### [Problem description]
Copy every one of the records below word for word, keeping each line in its original order.

### [Records to use]
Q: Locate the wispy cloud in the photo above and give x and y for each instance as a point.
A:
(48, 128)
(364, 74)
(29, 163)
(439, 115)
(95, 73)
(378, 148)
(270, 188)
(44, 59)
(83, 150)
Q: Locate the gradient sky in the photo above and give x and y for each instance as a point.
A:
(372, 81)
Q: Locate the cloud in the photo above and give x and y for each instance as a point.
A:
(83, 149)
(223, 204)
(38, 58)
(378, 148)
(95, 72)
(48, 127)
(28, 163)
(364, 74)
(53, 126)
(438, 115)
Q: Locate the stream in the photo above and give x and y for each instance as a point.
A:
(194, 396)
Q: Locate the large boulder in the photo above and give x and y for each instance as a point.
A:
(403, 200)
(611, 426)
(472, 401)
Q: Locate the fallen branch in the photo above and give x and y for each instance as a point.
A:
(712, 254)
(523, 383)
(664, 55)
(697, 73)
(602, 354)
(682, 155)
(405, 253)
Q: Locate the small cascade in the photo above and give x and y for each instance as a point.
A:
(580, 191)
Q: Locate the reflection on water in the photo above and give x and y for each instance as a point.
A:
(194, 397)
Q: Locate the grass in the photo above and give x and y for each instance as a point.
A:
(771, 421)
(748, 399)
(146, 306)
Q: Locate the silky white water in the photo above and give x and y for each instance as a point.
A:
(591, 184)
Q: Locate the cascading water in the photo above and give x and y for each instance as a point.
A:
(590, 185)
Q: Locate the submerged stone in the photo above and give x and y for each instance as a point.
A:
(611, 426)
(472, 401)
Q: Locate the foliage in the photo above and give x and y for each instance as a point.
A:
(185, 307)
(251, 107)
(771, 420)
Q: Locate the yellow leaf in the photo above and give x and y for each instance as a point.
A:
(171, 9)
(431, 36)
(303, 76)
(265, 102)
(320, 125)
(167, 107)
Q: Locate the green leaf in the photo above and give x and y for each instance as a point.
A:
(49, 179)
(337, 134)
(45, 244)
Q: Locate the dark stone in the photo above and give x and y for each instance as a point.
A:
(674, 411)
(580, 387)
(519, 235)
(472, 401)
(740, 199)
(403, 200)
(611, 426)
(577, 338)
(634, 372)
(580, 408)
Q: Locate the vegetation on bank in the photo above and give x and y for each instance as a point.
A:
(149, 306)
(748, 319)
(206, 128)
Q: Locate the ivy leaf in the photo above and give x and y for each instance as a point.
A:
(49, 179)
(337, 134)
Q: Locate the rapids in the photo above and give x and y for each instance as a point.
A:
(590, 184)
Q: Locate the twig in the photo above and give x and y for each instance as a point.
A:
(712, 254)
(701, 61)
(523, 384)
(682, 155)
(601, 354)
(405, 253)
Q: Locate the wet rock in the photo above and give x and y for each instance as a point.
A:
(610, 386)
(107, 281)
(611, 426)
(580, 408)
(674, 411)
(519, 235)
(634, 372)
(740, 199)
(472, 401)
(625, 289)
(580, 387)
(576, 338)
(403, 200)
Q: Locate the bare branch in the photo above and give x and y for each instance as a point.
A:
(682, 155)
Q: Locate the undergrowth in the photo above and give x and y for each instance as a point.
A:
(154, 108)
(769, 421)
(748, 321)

### [Finished exercise]
Q: Locate the wispy cloud in the photo above and give x and y for each instance as a point.
A:
(48, 128)
(364, 74)
(29, 163)
(439, 115)
(95, 73)
(378, 148)
(270, 188)
(44, 59)
(83, 150)
Q: Locate the gradient sky in the photo above and give x and y for each instance as a point.
A:
(372, 81)
Q: Locate the cloud in the photo above and give x and y for each instance as a point.
A:
(83, 149)
(223, 204)
(38, 58)
(378, 148)
(95, 72)
(48, 127)
(28, 163)
(364, 74)
(53, 126)
(438, 115)
Q: Locate the stream in the photo above and give x and y for each instance as a point.
A:
(194, 396)
Q: Locate the large boulder in the photo above and give x and y for each instance as a point.
A:
(403, 200)
(611, 426)
(472, 401)
Q: Locate the fallen branch in the photo above and give x and y for each instance as a point.
A:
(712, 254)
(523, 383)
(664, 55)
(697, 73)
(602, 354)
(682, 155)
(405, 253)
Q: Locate the small cascade in the photo above and give x and y for each instance as a point.
A:
(580, 191)
Q: Locate the reflection on water in the photo above and give x and y for each instance as a point.
A:
(194, 397)
Q: Locate the grass in the photo above and give x and y for each instance as a point.
A:
(771, 421)
(748, 399)
(146, 306)
Q: Locate the silky white water in the photo above and give x and y for each instance as a point.
A:
(591, 184)
Q: Locate the cascading water in the photo above and give x and y for each instance as a point.
A:
(590, 185)
Q: Locate the submerged stone in the photo above and give x and y for each instance as a point.
A:
(611, 426)
(472, 401)
Q: Locate the foliage in the photo above and give x and y for each instance as a point.
A:
(185, 307)
(251, 107)
(771, 420)
Q: Locate the yellow leaf in the photo above and give x and y for each instance as a point.
A:
(171, 9)
(431, 36)
(303, 76)
(265, 102)
(320, 125)
(167, 107)
Q: Locate the green leaf in the photo above and give x and y for each instance as a point.
A:
(49, 179)
(337, 134)
(45, 244)
Q: Locate the dark stone in the photo above and give x and y for each instance as a point.
A:
(674, 411)
(580, 387)
(519, 235)
(472, 401)
(740, 199)
(403, 200)
(611, 426)
(577, 338)
(634, 372)
(580, 408)
Q: Locate the vegetation on bank in the photo above and give x and y for each instance as a point.
A:
(149, 306)
(748, 319)
(206, 128)
Q: Locate the ivy leaf in the photo above and give x and y for each instance as a point.
A:
(49, 179)
(337, 134)
Q: Locate the rapids in the photo above and give x and y for each instance as a point.
A:
(590, 184)
Q: Locate the twig in the photo above and give x and y for each instance as a point.
A:
(712, 254)
(701, 61)
(523, 384)
(682, 155)
(601, 354)
(405, 253)
Q: Locate the wet rock in the photo above and give x and y for each instance as a point.
A:
(610, 386)
(107, 281)
(611, 426)
(580, 408)
(674, 411)
(519, 235)
(634, 372)
(740, 199)
(472, 401)
(625, 289)
(580, 387)
(576, 338)
(403, 200)
Q: Locate the bare branch in the photo above and give x and y for each instance as a point.
A:
(682, 155)
Q: Locate the undergrowth in the photo above and give x and y for each instance as a point.
A:
(154, 108)
(769, 421)
(748, 321)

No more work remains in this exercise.